**Exercise**
Pick out every line in the records below that contains the word "orange", and copy each one. Case counts.

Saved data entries
◇ ◇ ◇ ◇

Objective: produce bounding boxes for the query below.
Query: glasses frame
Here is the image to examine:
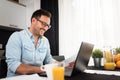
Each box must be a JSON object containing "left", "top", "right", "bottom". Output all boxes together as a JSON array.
[{"left": 36, "top": 18, "right": 51, "bottom": 29}]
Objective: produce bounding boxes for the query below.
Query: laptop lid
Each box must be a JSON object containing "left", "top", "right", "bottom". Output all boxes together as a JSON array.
[{"left": 65, "top": 42, "right": 94, "bottom": 77}]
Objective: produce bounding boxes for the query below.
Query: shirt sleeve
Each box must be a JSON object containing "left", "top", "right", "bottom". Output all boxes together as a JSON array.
[{"left": 6, "top": 32, "right": 21, "bottom": 72}]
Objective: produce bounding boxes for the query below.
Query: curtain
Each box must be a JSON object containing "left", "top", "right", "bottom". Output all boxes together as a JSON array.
[
  {"left": 41, "top": 0, "right": 59, "bottom": 56},
  {"left": 59, "top": 0, "right": 120, "bottom": 56}
]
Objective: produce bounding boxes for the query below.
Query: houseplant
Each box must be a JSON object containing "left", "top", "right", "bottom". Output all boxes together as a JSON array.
[{"left": 92, "top": 49, "right": 103, "bottom": 67}]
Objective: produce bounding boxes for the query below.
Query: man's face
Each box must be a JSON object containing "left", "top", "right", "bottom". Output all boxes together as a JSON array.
[{"left": 33, "top": 15, "right": 50, "bottom": 36}]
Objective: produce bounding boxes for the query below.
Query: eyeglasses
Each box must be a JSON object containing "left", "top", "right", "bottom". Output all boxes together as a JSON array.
[{"left": 37, "top": 19, "right": 51, "bottom": 29}]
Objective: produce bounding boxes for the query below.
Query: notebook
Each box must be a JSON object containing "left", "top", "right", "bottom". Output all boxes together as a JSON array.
[{"left": 39, "top": 42, "right": 94, "bottom": 77}]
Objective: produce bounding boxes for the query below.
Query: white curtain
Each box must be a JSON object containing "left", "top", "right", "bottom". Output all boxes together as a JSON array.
[{"left": 58, "top": 0, "right": 120, "bottom": 57}]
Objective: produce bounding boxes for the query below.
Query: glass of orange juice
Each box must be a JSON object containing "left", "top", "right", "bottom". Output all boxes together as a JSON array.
[
  {"left": 53, "top": 67, "right": 64, "bottom": 80},
  {"left": 104, "top": 46, "right": 115, "bottom": 70}
]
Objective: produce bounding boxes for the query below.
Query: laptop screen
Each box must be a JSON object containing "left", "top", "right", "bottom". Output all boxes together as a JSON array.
[{"left": 72, "top": 42, "right": 94, "bottom": 75}]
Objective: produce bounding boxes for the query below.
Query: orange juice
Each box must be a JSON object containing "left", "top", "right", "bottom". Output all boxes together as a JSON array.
[
  {"left": 104, "top": 62, "right": 115, "bottom": 70},
  {"left": 53, "top": 67, "right": 64, "bottom": 80}
]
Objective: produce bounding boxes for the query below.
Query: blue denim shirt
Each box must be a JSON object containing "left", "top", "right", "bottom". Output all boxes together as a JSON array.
[{"left": 6, "top": 29, "right": 55, "bottom": 77}]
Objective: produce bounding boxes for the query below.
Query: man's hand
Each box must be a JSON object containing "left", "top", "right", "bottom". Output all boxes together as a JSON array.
[{"left": 65, "top": 62, "right": 75, "bottom": 68}]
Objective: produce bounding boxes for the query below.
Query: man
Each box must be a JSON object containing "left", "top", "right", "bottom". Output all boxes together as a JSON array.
[{"left": 6, "top": 9, "right": 56, "bottom": 77}]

◇ ◇ ◇ ◇

**The reply**
Query: glass of orange juice
Query: orange juice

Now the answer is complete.